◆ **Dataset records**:
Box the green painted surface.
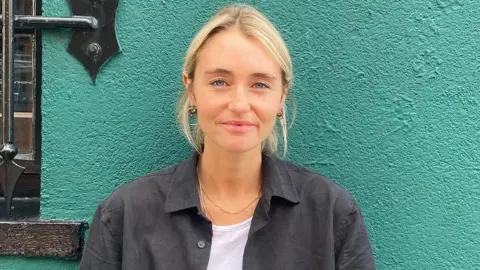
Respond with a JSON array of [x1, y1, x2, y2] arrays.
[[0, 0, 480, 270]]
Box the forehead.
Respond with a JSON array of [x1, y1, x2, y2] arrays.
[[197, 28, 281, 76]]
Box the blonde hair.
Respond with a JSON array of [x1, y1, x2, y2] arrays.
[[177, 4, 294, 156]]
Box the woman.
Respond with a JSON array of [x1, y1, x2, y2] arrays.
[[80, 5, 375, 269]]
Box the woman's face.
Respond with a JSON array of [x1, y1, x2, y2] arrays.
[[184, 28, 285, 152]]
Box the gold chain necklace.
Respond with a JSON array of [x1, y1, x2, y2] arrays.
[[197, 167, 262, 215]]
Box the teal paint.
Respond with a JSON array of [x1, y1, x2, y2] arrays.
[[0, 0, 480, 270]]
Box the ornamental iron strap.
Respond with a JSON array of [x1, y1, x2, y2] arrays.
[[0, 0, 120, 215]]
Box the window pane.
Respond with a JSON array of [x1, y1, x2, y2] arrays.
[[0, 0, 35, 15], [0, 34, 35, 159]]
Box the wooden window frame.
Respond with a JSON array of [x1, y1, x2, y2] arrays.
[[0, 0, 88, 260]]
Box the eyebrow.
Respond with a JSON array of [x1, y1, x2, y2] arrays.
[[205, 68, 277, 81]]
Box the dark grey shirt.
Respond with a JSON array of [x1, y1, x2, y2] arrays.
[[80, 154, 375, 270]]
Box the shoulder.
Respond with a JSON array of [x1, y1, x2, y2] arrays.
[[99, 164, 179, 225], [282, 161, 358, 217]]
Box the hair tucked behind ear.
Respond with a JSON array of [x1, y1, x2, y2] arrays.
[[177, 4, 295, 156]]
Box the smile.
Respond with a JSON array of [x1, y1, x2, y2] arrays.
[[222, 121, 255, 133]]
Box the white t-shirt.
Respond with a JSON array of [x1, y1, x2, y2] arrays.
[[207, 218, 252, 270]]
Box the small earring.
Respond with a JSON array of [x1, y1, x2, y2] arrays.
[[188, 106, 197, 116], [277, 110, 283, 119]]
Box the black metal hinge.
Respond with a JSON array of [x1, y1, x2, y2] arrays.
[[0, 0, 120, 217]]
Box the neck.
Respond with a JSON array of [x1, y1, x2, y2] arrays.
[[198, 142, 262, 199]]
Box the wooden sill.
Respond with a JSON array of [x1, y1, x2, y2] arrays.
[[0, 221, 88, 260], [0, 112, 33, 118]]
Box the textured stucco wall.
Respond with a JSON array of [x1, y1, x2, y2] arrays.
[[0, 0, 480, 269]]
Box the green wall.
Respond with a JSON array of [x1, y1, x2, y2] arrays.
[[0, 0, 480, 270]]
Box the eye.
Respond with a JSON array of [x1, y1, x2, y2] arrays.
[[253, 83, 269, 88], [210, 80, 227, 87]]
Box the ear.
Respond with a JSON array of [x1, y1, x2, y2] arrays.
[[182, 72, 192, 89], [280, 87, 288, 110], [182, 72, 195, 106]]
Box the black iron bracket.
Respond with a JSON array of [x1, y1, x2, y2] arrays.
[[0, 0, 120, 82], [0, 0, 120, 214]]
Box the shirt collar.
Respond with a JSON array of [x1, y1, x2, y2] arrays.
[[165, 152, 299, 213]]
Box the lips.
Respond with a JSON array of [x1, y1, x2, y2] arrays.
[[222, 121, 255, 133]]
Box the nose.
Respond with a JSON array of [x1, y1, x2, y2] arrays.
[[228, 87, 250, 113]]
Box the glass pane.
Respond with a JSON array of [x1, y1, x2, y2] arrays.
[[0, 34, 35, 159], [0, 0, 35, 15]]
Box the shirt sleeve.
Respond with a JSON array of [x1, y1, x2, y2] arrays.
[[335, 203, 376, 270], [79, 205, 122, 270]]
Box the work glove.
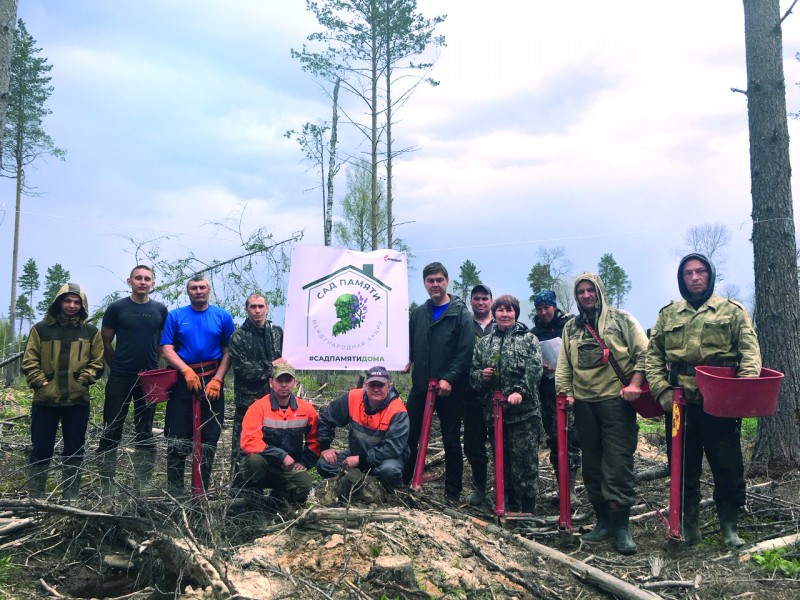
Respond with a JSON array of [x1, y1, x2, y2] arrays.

◆ **TO DO**:
Please rewrite the items from the line that contains "Box the woman." through the line that contains "[[0, 221, 88, 260], [0, 112, 33, 118]]", requests included, adding 34 to every bounding box coordinate in the answers.

◆ **SOLUTION TO THIS TASK**:
Box the woman.
Respond with a JSON array of [x1, y1, x2, y2] arrays.
[[114, 39, 409, 303]]
Box the woman's face.
Respond with a JSON array of [x1, y1, x2, y2] arrays.
[[218, 62, 319, 186]]
Box the gold chain necklace.
Respond with a JSON array of [x1, y1, x2, y2] arrays.
[[231, 201, 296, 249]]
Box the teal paint.
Respond with a JSON array of [x1, y1, x2, y2] arrays.
[[34, 34, 514, 304]]
Box the ornamental iron strap.
Respond with a JSON array of [x1, y1, x2, y2] arrays.
[[34, 34, 154, 249]]
Box the window pane.
Respond with a JSON array of [x1, y1, x2, y2] arrays.
[[34, 34, 69, 49], [34, 68, 69, 193]]
Box the wooden window frame.
Respond with a JSON array of [x1, y1, x2, y2] arrays.
[[34, 34, 122, 294]]
Box the eyebrow.
Respond with a JSON array of [x1, y1, x2, y2] arrays.
[[239, 102, 311, 115]]
Box the dark grey shirt.
Respond with a JSON array of [x1, y1, x2, y2] arrays.
[[114, 188, 409, 304]]
Box the shoulder.
Respond with a JSON array of [x1, y1, x2, y2] arrays.
[[133, 198, 213, 259], [316, 195, 392, 251]]
Box the hair tucked behind ear.
Respond with a JSON array of [x1, y1, x2, y2] arrays.
[[211, 38, 329, 190]]
Box the smile.
Respond with a JSON array of [x1, y1, x2, y2] arrays.
[[256, 155, 289, 167]]
Box the white t-shirt.
Respond with a JSON array of [x1, y1, x2, y2] arrays.
[[241, 252, 286, 304]]
Box the small earring.
Respond with a JSON array of [x1, y1, x2, y2] arrays.
[[222, 140, 231, 150], [311, 144, 317, 153]]
Box the black metal hinge.
Respond with a JSON array of [x1, y1, x2, y2] arrays.
[[34, 34, 154, 251]]
Box the neck.
Respond with a JSON array of [x1, y1, x2, y2] arrays.
[[232, 176, 296, 233]]
Box the wooden sill.
Respond with a JSON array of [x1, y1, x2, y2] arrays.
[[34, 255, 122, 294], [34, 146, 67, 152]]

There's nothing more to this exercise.